Instructions to follow: Please print all of the entries, matching them exactly.
[Opening Records for the task section]
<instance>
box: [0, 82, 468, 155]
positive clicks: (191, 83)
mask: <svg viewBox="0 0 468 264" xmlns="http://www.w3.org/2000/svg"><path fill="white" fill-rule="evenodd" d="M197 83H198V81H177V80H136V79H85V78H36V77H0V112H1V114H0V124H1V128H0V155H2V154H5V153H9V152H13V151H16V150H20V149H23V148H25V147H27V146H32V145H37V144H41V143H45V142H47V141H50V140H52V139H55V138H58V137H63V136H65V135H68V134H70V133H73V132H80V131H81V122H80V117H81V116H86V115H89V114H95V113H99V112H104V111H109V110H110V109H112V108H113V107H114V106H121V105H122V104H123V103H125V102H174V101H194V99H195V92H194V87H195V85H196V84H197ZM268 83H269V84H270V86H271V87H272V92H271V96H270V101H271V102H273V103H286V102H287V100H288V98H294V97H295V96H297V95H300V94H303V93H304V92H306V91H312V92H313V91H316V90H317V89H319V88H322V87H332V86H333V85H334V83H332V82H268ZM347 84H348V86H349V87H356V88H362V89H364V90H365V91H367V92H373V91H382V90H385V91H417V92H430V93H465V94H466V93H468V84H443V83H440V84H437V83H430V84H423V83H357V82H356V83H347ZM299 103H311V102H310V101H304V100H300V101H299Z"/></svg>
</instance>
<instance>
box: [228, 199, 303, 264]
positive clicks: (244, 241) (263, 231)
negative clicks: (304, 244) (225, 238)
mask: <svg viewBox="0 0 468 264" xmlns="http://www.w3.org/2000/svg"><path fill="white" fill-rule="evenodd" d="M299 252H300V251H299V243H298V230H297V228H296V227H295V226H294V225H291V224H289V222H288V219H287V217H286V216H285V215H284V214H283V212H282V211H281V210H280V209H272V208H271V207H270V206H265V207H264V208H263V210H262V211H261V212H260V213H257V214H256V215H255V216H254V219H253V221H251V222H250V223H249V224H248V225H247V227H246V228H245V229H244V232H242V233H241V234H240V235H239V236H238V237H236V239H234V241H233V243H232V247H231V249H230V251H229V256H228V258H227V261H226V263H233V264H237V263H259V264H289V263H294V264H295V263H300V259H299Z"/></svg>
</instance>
[Closing Records for the task section]
Problem solution:
<instance>
box: [0, 82, 468, 155]
positive clicks: (191, 83)
mask: <svg viewBox="0 0 468 264" xmlns="http://www.w3.org/2000/svg"><path fill="white" fill-rule="evenodd" d="M197 83H198V81H177V80H136V79H85V78H36V77H0V112H1V114H0V124H1V128H0V155H2V154H5V153H9V152H13V151H16V150H20V149H23V148H25V147H27V146H32V145H37V144H41V143H45V142H47V141H50V140H52V139H55V138H58V137H63V136H65V135H68V134H70V133H73V132H80V131H81V122H80V117H81V116H86V115H89V114H95V113H99V112H104V111H109V110H110V109H112V108H113V107H114V106H121V105H122V104H123V103H125V102H174V101H194V99H195V92H194V87H195V85H196V84H197ZM268 83H269V84H270V86H271V87H272V92H271V96H270V101H271V102H273V103H286V102H287V100H288V98H294V97H295V96H297V95H300V94H303V93H304V92H306V91H312V92H313V91H316V90H317V89H319V88H322V87H332V86H333V85H334V83H332V82H268ZM347 84H348V86H349V87H356V88H362V89H364V90H365V91H367V92H373V91H382V90H385V91H417V92H430V93H465V94H466V93H468V84H443V83H440V84H437V83H430V84H423V83H357V82H356V83H347ZM299 103H311V102H310V101H304V100H300V101H299Z"/></svg>
</instance>
<instance>
box: [228, 199, 303, 264]
positive clicks: (244, 241) (263, 231)
negative clicks: (304, 244) (225, 238)
mask: <svg viewBox="0 0 468 264" xmlns="http://www.w3.org/2000/svg"><path fill="white" fill-rule="evenodd" d="M299 252H300V251H299V243H298V230H297V228H296V227H295V226H294V225H291V224H289V222H288V219H287V217H286V216H285V215H284V214H283V212H282V211H281V210H280V209H272V208H271V207H270V206H265V207H264V208H263V210H262V211H261V212H260V213H257V214H256V215H255V216H254V219H253V221H251V222H250V223H249V224H248V225H247V227H246V228H245V229H244V232H242V233H241V234H240V235H239V236H238V237H236V239H234V241H233V243H232V247H231V249H230V251H229V256H228V258H227V261H226V263H233V264H237V263H259V264H289V263H294V264H295V263H300V259H299Z"/></svg>
</instance>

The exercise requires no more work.